*What is expected:*
Please count the lines below that contain the string "face". Give only the number.

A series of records
+ + + + + + +
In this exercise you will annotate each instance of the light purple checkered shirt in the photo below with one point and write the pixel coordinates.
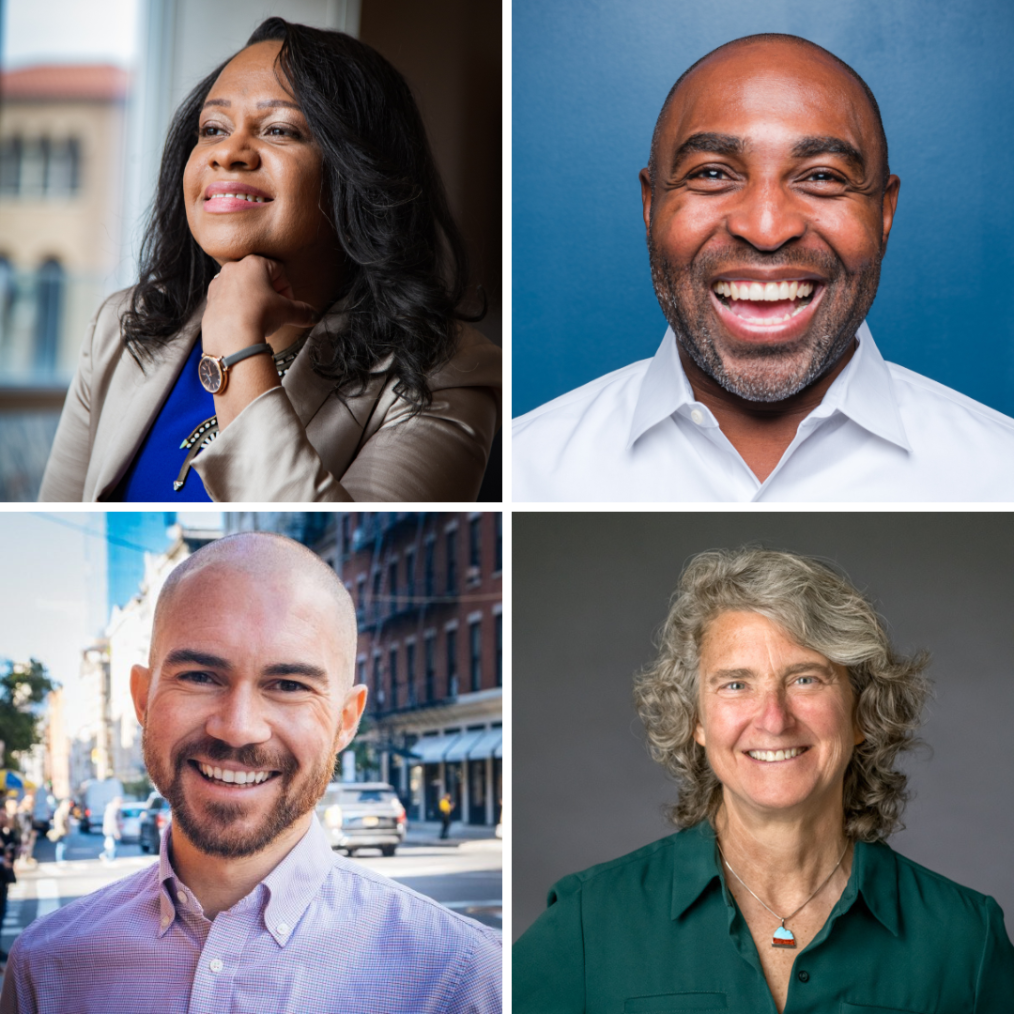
(318, 934)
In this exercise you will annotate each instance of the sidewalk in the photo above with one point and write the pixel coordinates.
(428, 833)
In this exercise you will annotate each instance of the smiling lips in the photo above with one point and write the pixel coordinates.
(233, 196)
(775, 310)
(770, 756)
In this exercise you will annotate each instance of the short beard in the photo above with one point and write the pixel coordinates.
(217, 836)
(764, 372)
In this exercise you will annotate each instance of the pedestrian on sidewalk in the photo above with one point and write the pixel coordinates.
(61, 827)
(111, 827)
(445, 806)
(8, 850)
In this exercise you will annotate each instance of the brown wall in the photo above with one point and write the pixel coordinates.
(451, 54)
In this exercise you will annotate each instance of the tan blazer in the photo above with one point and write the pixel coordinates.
(296, 443)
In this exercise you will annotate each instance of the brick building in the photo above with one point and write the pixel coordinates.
(428, 591)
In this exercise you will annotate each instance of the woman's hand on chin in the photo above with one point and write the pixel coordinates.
(248, 301)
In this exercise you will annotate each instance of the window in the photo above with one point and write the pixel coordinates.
(451, 562)
(500, 649)
(429, 666)
(50, 307)
(452, 663)
(410, 574)
(10, 165)
(40, 166)
(474, 542)
(410, 670)
(475, 654)
(428, 576)
(500, 540)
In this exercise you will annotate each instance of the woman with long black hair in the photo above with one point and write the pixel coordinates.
(297, 332)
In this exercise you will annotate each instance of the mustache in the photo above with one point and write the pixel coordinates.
(715, 262)
(210, 749)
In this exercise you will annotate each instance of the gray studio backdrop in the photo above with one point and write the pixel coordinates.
(590, 591)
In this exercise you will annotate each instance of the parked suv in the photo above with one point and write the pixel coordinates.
(362, 815)
(154, 820)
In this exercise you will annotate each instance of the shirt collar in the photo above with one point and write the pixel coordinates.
(290, 886)
(864, 391)
(874, 875)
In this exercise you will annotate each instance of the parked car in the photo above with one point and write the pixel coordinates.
(362, 815)
(129, 820)
(154, 820)
(96, 796)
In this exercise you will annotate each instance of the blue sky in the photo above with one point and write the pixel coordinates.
(53, 585)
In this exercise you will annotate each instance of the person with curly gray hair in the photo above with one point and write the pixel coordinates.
(778, 705)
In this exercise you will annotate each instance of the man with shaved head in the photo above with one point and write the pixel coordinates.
(768, 203)
(247, 698)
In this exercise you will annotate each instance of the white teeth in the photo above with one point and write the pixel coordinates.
(234, 777)
(241, 197)
(776, 754)
(769, 292)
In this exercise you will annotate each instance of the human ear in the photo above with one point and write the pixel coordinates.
(352, 711)
(140, 681)
(646, 196)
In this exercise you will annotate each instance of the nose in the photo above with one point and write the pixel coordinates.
(234, 151)
(766, 217)
(240, 720)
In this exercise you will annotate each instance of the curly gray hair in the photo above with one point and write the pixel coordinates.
(820, 609)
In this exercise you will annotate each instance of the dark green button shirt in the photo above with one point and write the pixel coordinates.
(659, 931)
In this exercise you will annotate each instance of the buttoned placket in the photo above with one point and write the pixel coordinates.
(220, 961)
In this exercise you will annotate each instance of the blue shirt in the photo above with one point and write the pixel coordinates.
(319, 935)
(158, 460)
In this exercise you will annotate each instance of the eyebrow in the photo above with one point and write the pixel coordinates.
(807, 147)
(269, 103)
(793, 670)
(188, 656)
(715, 144)
(729, 144)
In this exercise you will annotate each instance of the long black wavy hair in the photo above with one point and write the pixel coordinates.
(406, 271)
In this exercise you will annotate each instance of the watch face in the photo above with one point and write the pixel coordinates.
(210, 373)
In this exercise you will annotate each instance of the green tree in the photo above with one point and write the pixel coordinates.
(21, 685)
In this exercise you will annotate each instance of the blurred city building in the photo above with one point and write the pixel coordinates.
(61, 192)
(61, 185)
(89, 749)
(428, 592)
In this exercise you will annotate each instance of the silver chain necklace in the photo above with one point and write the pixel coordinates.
(783, 936)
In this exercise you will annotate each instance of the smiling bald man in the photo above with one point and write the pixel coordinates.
(247, 698)
(768, 204)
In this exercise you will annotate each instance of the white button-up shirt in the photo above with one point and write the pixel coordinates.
(882, 434)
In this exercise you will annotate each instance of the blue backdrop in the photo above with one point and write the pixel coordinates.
(587, 81)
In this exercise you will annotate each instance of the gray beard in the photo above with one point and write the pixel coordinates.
(764, 372)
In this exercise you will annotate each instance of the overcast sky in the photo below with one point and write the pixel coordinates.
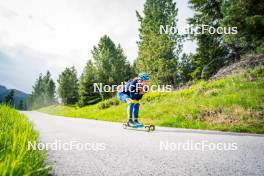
(40, 35)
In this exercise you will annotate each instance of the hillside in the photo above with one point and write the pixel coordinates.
(233, 103)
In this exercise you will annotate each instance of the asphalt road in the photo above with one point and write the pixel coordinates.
(105, 148)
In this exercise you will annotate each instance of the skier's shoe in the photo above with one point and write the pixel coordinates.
(137, 124)
(130, 123)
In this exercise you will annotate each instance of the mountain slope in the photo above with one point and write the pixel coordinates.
(233, 103)
(19, 95)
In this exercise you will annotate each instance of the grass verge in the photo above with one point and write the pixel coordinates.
(15, 158)
(234, 103)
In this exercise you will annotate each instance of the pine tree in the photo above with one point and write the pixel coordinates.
(158, 52)
(211, 53)
(9, 99)
(248, 17)
(43, 91)
(111, 65)
(68, 86)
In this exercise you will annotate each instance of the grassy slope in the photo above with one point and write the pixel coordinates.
(15, 158)
(235, 103)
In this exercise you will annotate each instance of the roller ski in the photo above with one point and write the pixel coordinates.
(136, 125)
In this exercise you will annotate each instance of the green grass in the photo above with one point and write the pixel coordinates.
(15, 158)
(235, 103)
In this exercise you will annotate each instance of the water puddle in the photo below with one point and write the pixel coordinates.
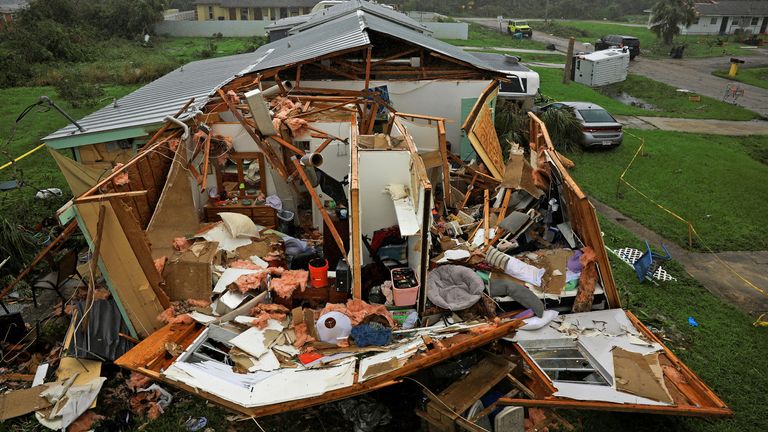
(628, 99)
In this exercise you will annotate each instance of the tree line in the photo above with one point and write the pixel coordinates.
(63, 30)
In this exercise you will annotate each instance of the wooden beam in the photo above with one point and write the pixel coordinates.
(368, 68)
(273, 159)
(396, 56)
(68, 230)
(442, 144)
(354, 215)
(107, 196)
(319, 205)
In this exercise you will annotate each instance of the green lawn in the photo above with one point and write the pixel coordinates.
(669, 102)
(527, 57)
(712, 181)
(38, 171)
(726, 351)
(753, 76)
(119, 61)
(481, 36)
(697, 46)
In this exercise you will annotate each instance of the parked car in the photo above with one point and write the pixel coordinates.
(519, 26)
(630, 42)
(599, 128)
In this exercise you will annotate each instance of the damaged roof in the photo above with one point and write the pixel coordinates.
(149, 105)
(350, 31)
(355, 6)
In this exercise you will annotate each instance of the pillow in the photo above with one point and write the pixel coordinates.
(239, 225)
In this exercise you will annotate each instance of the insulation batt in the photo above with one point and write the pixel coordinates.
(524, 272)
(357, 310)
(255, 281)
(587, 281)
(288, 282)
(181, 244)
(302, 335)
(122, 178)
(85, 422)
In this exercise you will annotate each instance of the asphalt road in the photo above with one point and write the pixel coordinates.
(691, 74)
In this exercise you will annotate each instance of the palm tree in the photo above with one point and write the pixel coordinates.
(669, 15)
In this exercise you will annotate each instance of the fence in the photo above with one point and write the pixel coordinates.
(209, 28)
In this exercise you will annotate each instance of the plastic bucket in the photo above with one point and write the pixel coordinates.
(404, 296)
(318, 273)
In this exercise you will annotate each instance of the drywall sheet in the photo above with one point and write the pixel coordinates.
(482, 135)
(424, 134)
(378, 169)
(126, 278)
(640, 375)
(175, 214)
(260, 388)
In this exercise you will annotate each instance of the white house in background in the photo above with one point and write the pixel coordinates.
(728, 17)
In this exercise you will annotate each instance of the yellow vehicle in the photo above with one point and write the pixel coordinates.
(519, 26)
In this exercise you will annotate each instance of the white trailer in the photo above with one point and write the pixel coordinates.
(601, 67)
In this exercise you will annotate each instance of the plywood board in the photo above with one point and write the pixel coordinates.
(124, 274)
(175, 214)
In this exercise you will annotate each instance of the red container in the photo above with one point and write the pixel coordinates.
(318, 273)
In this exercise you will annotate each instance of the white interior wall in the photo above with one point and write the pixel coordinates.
(336, 162)
(424, 135)
(377, 169)
(439, 98)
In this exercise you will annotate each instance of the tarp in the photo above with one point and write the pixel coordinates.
(79, 177)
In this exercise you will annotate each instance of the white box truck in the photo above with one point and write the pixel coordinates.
(601, 67)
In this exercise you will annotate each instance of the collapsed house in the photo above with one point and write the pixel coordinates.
(310, 230)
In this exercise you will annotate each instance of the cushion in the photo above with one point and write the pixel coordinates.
(239, 225)
(454, 287)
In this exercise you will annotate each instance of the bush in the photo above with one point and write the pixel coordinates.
(79, 93)
(563, 127)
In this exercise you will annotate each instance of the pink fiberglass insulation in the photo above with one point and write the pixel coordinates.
(181, 244)
(122, 178)
(288, 282)
(357, 310)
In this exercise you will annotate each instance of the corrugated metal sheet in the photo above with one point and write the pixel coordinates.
(341, 34)
(380, 25)
(148, 105)
(351, 7)
(162, 97)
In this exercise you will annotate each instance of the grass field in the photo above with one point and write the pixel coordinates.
(712, 181)
(697, 46)
(480, 36)
(526, 57)
(669, 102)
(38, 171)
(726, 351)
(753, 76)
(123, 62)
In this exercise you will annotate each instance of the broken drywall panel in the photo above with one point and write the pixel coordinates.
(260, 388)
(382, 363)
(70, 401)
(222, 236)
(404, 209)
(639, 375)
(241, 139)
(254, 340)
(175, 213)
(122, 271)
(229, 277)
(23, 401)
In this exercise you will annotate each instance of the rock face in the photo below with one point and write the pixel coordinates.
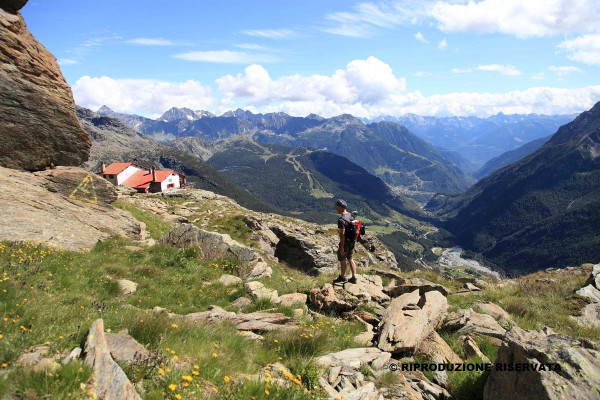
(213, 245)
(109, 380)
(579, 377)
(409, 319)
(590, 315)
(313, 252)
(38, 121)
(468, 322)
(257, 321)
(65, 208)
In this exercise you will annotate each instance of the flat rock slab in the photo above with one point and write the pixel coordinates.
(123, 347)
(109, 380)
(579, 359)
(409, 319)
(40, 213)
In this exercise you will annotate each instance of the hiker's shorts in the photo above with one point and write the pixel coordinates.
(348, 251)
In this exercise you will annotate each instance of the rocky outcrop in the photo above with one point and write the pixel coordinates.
(590, 315)
(65, 208)
(400, 286)
(258, 291)
(579, 361)
(213, 245)
(256, 322)
(312, 251)
(409, 319)
(109, 380)
(468, 322)
(123, 347)
(38, 121)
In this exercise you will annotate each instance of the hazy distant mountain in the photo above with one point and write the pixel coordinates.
(481, 139)
(113, 141)
(387, 150)
(509, 157)
(539, 212)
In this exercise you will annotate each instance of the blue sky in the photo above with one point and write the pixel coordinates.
(366, 58)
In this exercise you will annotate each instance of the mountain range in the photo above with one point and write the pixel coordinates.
(538, 212)
(481, 139)
(385, 149)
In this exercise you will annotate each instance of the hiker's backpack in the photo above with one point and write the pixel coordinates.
(354, 230)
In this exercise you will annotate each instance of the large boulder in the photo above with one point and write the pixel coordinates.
(213, 245)
(38, 121)
(65, 208)
(311, 250)
(579, 361)
(256, 321)
(409, 319)
(468, 322)
(108, 379)
(590, 314)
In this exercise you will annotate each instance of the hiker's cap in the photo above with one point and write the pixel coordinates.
(341, 203)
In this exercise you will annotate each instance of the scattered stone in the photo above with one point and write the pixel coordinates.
(468, 322)
(409, 319)
(241, 302)
(127, 287)
(409, 285)
(471, 288)
(46, 364)
(73, 355)
(494, 310)
(123, 347)
(109, 381)
(257, 291)
(578, 378)
(288, 300)
(472, 349)
(257, 321)
(434, 346)
(32, 356)
(230, 280)
(211, 245)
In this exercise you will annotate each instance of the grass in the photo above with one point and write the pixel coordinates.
(50, 296)
(155, 225)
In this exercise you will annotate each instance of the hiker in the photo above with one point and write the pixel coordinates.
(346, 246)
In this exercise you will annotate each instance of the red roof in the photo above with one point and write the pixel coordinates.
(143, 179)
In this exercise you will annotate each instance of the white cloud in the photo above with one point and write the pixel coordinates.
(226, 57)
(538, 76)
(367, 18)
(564, 70)
(507, 70)
(584, 49)
(141, 96)
(519, 18)
(151, 42)
(271, 33)
(251, 46)
(419, 36)
(67, 61)
(367, 81)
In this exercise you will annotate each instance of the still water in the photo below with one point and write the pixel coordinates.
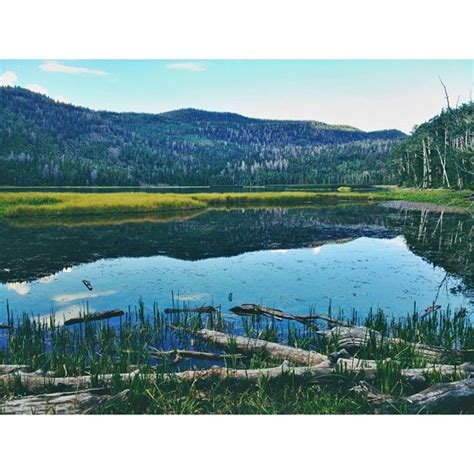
+ + + + + + +
*Finished answer:*
2